Consignes:
- 1) Dans l'extrait, réécrivez sous forme de liste le paragraphe qui commence par « Tout comme d'autres, et notamment Sarkozy ». Conservez-en les faits principaux.
- 2) Indiquez si chacune des affirmations suivantes est conforme à l'extrait en répondant par oui ou par non, puis citez les mots de l'extrait qui tranchent.
(a) Une légende se construit en principe après coup.
(b) Macron avait sa carte au PS en 2012.
(c) Dans son discours de Bobigny, Macron reprend une phrase d'Alain.
- 3) Reproduisez fidèlement le passage de l'extrait compris entre « Tout comme d’autres, et » et « et mondialisation oblige. », ces deux bornes incluses.
── Extrait ──
Il faut en finir avec la légende d’un Macron philosophe, d’un Macron fils putatif de Ricoeur, d’un Macron statufié. Le recours à une légende ressort de la volonté d’enchanter l’homme derrière la banalité de sa conduite balzacienne. Il faut savoir résister au mythe qui se construit sur la base d’un questionnement approprié : Comment faire d’un jeune doué pour l’ascension, le retour de l’image du « Roi » ; comment faire émerger « Jupiter » sous le costume trois pièces d’un jeune banquier très sarkosien ?
Une légende arrive en principe après coup, construction mémorielle autour de ce qui, ou de qui, la mérite. Œuvre de proches, de disciples, d’héritiers.
Avec Macron il en va autrement. Il est lui même en premier lieu, le scénariste et le metteur en scène de sa légende, à travers interviews, dans le 1, France Culture, Le Monde ou Le Figaro, etc. ; dans des livres écrits de sa main, « Révolution » par exemple, et enfin au travers d’un réseau constitué d’amis, comme François Dosse, philosophe, mais aussi, de professionnels de la recherche d’ouvrages à succès, type Anne Fulda (Macron un jeune homme si parfait) ou Laurent Bigorgne, directeur du très libéral Institut Montaigne, parrain de la première heure de Macron qui a eu le siège de son mouvement déposé chez ce dernier, (Macron et en Même Temps), enfin de journalistes de cour, oeuvrant pour la plupart dans des médias aux mains de la finance d’affaires.
Avoir un diplôme de philosophie ne fait pas de vous un philosophe, comme un diplôme de médecine ne fait de vous un grand praticien. Qui a vu dans l’ascension de Macron l’ascension d’un philosophe ? Je n’y ai vu que l’ascension d’un énarque, certes plus doué que la moyenne des énarques, mais on a vu d’autres ; d’un banquier d’affaire habile et vite enrichi ; d’un jeune homme patronné par les « Padrone » de la finance, de type Jouyet. Et je défis quiconque de trouver dans les décisions politiques de Macron l’ombre d’une lumière philosophique.
Certes, Macron cherche à faire illusion. Il aime truffer ses discours d’allusions, cite les philosophes, ainsi Alain dont il lit un texte lors de son discours de Clermont-Ferrand : « Je vous souhaite de penser printemps » ; reprend une phrase de Ricoeur dans son discours de Bobigny : « Tout faire pour rendre l’homme capable »… etc.
Tout comme d’autres, et notamment Sarkozy, il va chercher quelques grandes figures de la vieille démocratie pour s’oindre de leur réputation, Jaurès bien entendu, ce qui cadre mal avec son affirmation « je ne suis ni de droite ni de gauche », sauf qu’en 2006 Macron avait sa carte au PS, Mendès-France, ensuite, Michel Rocard, enfin.
En fait, Macron, loin d’être un politique éclairé par la philosophie, est l’illustration parfaite du délitement du monde des idées en France. Comme en a témoigné les dérives de la revue Esprit, dans laquelle Macron s’est exprimé pour théoriser en 2011 le droit au non respect des promesses politiques, revue Esprit que je n’aurais jamais imaginé dans ma jeunesse soutenir, par une pétition en 1995, Alain Juppé. L’humanisme « chrétien de gauche » d’Esprit a perdu de ses couleurs, difficulté financière et mondialisation oblige.
───
── Données fournies ──
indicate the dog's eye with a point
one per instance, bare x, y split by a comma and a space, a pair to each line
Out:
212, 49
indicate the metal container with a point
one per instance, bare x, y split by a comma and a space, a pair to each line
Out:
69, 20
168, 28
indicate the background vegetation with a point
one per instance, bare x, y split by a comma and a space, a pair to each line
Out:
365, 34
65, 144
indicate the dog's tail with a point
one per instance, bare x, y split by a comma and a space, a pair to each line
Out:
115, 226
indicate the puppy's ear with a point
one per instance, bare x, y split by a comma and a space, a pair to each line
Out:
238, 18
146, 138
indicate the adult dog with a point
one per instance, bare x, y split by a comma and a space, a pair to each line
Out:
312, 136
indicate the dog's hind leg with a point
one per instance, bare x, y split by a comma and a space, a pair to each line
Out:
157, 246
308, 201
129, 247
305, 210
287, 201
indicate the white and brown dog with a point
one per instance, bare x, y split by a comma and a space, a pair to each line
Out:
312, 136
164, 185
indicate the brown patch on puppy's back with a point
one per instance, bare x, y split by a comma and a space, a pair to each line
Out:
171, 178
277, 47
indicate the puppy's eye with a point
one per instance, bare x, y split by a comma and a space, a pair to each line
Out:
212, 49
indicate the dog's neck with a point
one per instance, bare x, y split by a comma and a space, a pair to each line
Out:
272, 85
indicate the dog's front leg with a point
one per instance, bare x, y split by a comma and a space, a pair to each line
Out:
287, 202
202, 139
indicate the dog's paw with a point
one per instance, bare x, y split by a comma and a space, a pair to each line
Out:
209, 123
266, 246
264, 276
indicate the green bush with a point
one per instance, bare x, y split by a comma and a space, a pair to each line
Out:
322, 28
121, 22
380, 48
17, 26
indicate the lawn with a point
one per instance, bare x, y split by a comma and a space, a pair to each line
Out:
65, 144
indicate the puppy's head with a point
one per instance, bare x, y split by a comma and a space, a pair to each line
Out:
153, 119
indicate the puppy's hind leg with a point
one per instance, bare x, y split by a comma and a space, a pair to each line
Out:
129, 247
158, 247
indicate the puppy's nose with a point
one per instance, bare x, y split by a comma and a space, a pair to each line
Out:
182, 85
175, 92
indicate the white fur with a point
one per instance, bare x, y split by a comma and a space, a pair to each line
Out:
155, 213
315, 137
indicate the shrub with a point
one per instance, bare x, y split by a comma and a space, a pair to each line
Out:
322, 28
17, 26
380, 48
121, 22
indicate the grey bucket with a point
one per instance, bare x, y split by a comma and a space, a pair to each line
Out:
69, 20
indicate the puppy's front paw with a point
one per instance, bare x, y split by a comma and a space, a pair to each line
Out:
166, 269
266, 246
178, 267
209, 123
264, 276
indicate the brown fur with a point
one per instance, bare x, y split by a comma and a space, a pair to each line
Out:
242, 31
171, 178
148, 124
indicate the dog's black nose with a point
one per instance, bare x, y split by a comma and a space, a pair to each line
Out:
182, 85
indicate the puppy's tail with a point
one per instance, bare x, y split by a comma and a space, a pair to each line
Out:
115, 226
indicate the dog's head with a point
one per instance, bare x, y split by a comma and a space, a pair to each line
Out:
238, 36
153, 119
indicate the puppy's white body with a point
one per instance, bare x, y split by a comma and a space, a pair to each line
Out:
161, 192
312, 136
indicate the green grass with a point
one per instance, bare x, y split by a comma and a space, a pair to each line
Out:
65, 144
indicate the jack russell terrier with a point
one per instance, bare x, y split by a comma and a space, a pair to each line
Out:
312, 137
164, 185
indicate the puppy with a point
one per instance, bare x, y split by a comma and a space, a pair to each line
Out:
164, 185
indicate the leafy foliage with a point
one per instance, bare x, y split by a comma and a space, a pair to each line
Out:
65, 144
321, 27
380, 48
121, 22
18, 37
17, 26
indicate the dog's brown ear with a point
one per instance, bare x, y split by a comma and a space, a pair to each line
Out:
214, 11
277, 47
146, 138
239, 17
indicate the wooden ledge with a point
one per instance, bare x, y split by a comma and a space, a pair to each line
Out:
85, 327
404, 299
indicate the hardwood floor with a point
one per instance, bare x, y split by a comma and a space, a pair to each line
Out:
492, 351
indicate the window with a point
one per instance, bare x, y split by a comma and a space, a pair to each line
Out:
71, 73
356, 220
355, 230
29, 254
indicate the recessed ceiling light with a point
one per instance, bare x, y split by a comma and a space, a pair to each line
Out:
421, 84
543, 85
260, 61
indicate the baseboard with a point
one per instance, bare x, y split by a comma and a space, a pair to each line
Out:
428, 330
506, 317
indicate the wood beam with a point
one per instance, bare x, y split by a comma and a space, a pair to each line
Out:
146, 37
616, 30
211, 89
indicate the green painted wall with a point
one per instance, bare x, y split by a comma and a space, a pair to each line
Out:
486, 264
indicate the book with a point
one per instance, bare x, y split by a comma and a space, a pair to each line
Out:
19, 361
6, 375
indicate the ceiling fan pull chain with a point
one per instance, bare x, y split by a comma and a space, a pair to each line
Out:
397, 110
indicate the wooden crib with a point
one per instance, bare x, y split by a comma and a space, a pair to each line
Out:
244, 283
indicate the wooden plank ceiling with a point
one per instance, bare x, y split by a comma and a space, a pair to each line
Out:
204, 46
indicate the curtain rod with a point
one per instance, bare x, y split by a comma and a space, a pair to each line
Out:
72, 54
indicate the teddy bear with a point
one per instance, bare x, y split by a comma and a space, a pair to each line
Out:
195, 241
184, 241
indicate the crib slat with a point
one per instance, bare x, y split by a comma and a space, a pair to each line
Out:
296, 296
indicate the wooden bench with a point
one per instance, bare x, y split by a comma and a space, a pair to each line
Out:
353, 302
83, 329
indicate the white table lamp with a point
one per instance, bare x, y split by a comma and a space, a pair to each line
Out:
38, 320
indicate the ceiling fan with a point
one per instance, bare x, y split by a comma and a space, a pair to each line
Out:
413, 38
───
Corrigé:
- 1)
- Comme d'autres, notamment Sarkozy, Macron va chercher de grandes figures de la vieille démocratie pour s'oindre de leur réputation.
- Ces figures sont Jaurès, puis Mendès-France et enfin Michel Rocard.
- Le recours à Jaurès cadre mal avec son affirmation « je ne suis ni de droite ni de gauche ».
- En 2006, Macron avait sa carte au PS.

- 2)
(a) Oui : « Une légende arrive en principe après coup ».
(b) Non : « en 2006 Macron avait sa carte au PS ».
(c) Non : « reprend une phrase de Ricoeur dans son discours de Bobigny ».

- 3)
Tout comme d’autres, et notamment Sarkozy, il va chercher quelques grandes figures de la vieille démocratie pour s’oindre de leur réputation, Jaurès bien entendu, ce qui cadre mal avec son affirmation « je ne suis ni de droite ni de gauche », sauf qu’en 2006 Macron avait sa carte au PS, Mendès-France, ensuite, Michel Rocard, enfin.
En fait, Macron, loin d’être un politique éclairé par la philosophie, est l’illustration parfaite du délitement du monde des idées en France. Comme en a témoigné les dérives de la revue Esprit, dans laquelle Macron s’est exprimé pour théoriser en 2011 le droit au non respect des promesses politiques, revue Esprit que je n’aurais jamais imaginé dans ma jeunesse soutenir, par une pétition en 1995, Alain Juppé. L’humanisme « chrétien de gauche » d’Esprit a perdu de ses couleurs, difficulté financière et mondialisation oblige.